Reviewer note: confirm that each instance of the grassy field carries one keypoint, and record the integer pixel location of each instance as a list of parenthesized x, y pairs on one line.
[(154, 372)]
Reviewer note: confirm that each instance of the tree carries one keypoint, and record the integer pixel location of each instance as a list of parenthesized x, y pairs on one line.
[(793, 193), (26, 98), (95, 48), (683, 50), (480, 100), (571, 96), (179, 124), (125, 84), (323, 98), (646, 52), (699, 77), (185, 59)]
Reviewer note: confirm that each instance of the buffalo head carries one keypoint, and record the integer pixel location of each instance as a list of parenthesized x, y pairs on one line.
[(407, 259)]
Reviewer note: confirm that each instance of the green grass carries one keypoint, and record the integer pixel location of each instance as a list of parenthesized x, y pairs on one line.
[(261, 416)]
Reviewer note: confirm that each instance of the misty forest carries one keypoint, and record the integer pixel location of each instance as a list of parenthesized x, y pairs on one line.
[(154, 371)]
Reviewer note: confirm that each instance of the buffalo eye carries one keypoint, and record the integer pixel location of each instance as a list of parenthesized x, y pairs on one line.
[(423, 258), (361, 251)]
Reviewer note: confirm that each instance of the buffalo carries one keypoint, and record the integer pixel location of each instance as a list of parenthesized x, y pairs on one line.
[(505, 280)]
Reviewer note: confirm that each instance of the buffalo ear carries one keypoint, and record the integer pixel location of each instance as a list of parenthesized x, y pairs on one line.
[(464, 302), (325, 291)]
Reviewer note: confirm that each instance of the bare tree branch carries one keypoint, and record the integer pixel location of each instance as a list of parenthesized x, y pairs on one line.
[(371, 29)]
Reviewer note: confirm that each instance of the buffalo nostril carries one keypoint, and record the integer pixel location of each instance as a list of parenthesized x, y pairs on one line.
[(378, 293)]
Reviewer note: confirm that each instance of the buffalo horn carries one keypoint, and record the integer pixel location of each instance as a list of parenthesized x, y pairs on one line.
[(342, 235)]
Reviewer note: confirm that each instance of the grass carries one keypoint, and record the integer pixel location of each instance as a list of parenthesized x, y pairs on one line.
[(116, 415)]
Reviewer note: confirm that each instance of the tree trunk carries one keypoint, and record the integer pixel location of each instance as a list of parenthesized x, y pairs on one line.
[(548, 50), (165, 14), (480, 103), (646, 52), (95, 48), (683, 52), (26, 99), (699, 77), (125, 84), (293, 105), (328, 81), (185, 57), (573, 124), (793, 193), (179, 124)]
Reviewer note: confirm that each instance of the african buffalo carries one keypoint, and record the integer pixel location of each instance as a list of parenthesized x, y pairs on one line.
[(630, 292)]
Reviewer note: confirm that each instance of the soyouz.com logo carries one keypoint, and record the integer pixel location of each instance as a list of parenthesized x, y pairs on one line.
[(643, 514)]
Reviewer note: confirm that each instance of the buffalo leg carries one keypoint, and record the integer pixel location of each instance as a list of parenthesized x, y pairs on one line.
□ □ □ □ □ □ □
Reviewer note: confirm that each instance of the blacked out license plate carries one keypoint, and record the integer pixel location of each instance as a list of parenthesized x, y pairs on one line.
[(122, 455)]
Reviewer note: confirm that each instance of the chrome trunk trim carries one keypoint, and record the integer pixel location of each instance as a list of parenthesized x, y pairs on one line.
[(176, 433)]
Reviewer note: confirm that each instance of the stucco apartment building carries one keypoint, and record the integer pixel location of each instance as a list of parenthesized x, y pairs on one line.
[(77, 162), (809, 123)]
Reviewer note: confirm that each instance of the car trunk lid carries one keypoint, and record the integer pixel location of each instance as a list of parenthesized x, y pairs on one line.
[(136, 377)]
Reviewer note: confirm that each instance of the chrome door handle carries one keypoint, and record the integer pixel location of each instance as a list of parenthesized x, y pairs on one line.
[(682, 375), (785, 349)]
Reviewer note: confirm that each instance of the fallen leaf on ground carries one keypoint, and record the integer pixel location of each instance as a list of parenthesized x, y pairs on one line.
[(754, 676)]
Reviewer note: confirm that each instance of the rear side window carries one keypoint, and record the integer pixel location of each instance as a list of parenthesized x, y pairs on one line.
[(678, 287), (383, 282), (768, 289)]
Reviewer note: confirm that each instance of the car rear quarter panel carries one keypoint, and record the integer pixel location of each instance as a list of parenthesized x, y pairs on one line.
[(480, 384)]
□ □ □ □ □ □ □
Render the part of the listing above that opens with the line containing "Reviewer note: confirm that each instance of the grassy" and closes with the line containing "[(154, 372)]" as a JSON list of strings, one string per line, leaving out any blank lines.

• [REPLY TO THE TASK]:
[
  "Reviewer note: confirm that each instance of the grassy field carries one keypoint, and record the integer pixel location of each instance as a list of parenthesized x, y pairs on one line.",
  "[(154, 372)]"
]